— What needs to be done —
Set down every record below exactly as it stands.

Records excerpted from a collection
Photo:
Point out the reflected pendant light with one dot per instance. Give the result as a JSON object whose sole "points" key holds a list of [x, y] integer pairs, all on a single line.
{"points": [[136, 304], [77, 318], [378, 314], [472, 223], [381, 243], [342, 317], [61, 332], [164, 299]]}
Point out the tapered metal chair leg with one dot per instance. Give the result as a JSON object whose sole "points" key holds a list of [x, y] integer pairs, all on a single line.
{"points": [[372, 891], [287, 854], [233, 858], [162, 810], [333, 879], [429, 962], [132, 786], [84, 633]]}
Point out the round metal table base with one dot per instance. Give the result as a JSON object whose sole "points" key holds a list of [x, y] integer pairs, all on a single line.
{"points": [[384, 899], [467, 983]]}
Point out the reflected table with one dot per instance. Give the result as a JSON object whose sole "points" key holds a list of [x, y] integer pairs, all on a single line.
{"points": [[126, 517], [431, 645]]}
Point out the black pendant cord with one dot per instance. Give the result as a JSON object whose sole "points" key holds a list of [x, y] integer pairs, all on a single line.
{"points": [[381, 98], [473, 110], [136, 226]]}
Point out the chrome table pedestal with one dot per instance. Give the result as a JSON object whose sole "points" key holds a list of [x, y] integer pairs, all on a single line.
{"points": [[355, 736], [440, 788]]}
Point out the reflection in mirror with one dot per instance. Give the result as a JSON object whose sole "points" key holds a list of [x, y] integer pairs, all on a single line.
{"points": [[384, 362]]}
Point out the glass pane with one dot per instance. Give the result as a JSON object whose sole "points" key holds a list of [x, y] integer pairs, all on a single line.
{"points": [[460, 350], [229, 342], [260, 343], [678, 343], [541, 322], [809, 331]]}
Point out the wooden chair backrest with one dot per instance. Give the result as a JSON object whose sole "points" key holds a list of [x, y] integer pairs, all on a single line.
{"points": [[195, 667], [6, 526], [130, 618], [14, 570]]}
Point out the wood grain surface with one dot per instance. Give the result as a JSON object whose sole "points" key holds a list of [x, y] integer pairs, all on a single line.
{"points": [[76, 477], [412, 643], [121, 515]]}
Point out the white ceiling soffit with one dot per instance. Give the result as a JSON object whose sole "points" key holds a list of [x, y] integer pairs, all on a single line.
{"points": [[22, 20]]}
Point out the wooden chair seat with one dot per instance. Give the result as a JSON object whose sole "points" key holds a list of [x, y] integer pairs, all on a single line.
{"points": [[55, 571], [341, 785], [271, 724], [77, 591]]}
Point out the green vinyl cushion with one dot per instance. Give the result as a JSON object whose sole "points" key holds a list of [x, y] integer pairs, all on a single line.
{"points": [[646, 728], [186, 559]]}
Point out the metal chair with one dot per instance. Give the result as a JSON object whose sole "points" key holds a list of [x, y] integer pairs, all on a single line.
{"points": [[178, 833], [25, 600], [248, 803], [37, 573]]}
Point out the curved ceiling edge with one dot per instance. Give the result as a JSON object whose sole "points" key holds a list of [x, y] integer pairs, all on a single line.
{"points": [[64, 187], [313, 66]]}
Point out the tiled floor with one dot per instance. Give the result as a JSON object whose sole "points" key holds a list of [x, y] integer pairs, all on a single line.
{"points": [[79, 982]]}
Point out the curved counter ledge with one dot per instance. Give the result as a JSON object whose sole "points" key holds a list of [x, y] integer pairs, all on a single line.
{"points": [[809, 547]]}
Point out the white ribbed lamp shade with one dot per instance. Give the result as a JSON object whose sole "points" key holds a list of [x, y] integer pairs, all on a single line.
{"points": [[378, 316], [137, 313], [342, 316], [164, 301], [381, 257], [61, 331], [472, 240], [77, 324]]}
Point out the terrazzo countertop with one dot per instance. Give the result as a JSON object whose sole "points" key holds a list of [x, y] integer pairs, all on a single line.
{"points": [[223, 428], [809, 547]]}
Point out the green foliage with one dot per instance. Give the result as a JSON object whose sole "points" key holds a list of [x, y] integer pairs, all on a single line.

— Answer to the problem —
Photo:
Point out the reflected pendant light with one dot per instance. Give the result as a JSON object whose sole "points" key holds a list of [x, y] integer pairs, all on a single line.
{"points": [[136, 304], [77, 318], [378, 314], [472, 223], [381, 243], [342, 317], [61, 332], [164, 299]]}
Point out the tapered metal chair leg with one dot per instance. Give the result as a JSON object whose sole "points" key holds a list of [x, y] integer pairs, all on a single line.
{"points": [[372, 891], [287, 854], [233, 858], [162, 810], [333, 879], [429, 962], [132, 786], [84, 633]]}
Point out the round metal table base with one dot per instance. Give the result as a JSON object whose sole "points" key holds a list of [x, y] integer pairs, all on a single line.
{"points": [[384, 899], [467, 983]]}
Point out the reflected table with one dot per instance. Give the result as a JSON object whose sole "points" key holds a list of [x, y] integer pairs, all on a single line.
{"points": [[126, 517], [431, 645]]}
Point out the black pendant cord with one dot per instance. Give the result as a JSON object whose sole "points" key holds a list of [x, y] integer pairs, all on a single line.
{"points": [[381, 98], [473, 110], [136, 226]]}
Point out the chrome table pedestal with one dot per instance. Give the result as a JSON object whose sole "points" key holds a list of [x, y] integer pairs, all on a single line.
{"points": [[355, 736], [440, 788]]}
Point out the reflection in mirror with one dot per instance. Give the result as a JSON object whose sole "points" key holds a list of [x, y] integer pairs, all on a single line.
{"points": [[384, 362]]}
Point out the glass pane with one dot per instance. Give the result as a JSON object whose sole "points" key holds a list of [x, y] integer pairs, all on a single line.
{"points": [[460, 350], [229, 342], [260, 343], [678, 343], [541, 322], [809, 331]]}
Point out the wooden chair backrest with one dot per instance. Give the result as a JSON object whose sole "points" key holds a list of [x, y] integer pairs, all on a single line.
{"points": [[195, 667], [6, 526], [130, 618], [14, 570]]}
Point out the wood grain surface with one dot per instance. Give the result as a JSON object whose sole "points" key holds a list of [x, y] integer pairs, all on a single line.
{"points": [[76, 477], [412, 643], [121, 515]]}
Point out the white ceiling soffit with one dot per instance. Give the result as a JSON object whose sole "points" key holds a list of [x, y] integer pairs, all on a single line.
{"points": [[22, 20]]}
Point out the wooden chair seat with one dot per instance. Give the result as a JSON object whose sole "points" key holds a list of [x, y] integer pairs, all on a single line.
{"points": [[55, 571], [341, 785], [271, 724], [77, 591]]}
Point out the green vinyl cushion with one dot per instance. Give the result as a JSON object whose sole "points" key holds a list of [x, y] integer pairs, all on a single line.
{"points": [[646, 728], [186, 559]]}
Point out the metal chair with one dot per instance. Give the result as a JSON object whose sole "points" key holds a list of [x, y] integer pairs, all on a single line.
{"points": [[178, 833], [25, 600], [248, 803], [37, 573]]}
Point out the curved ceiling edge with one dot per instance. Give the result as a JSON object whose sole "points" key holds a list of [x, y] integer pairs, all on a single line.
{"points": [[64, 187], [313, 66]]}
Point out the tiled floor with one dot per instance. Give the result as a JSON object whose sole "points" key holds a list of [x, y] integer pairs, all on a single line.
{"points": [[79, 982]]}
Point out the curved counter ledge with one dot per instance. Give the result as a JSON object whose sole "points" key holds a list of [x, y] integer pairs, all on a single line.
{"points": [[809, 547]]}
Point out the white ribbed lamp shade with one dot per instance. Give the result as a JSON object whose sole "points" key holds a list of [x, y] integer pairs, all on a single line.
{"points": [[378, 316], [137, 313], [342, 316], [164, 301], [381, 257], [61, 331], [472, 240], [77, 324]]}
Point out the terrazzo countertop with one dot per instance. Give the result as a JSON object whose sole "points" key holds a list of [x, y] integer pairs, all on a single line.
{"points": [[223, 428], [809, 547]]}
Point out the green foliage with one dot per instance. Give the result as a JSON object whose sole "points" key holds a list of [x, y] integer pairs, all on a single line.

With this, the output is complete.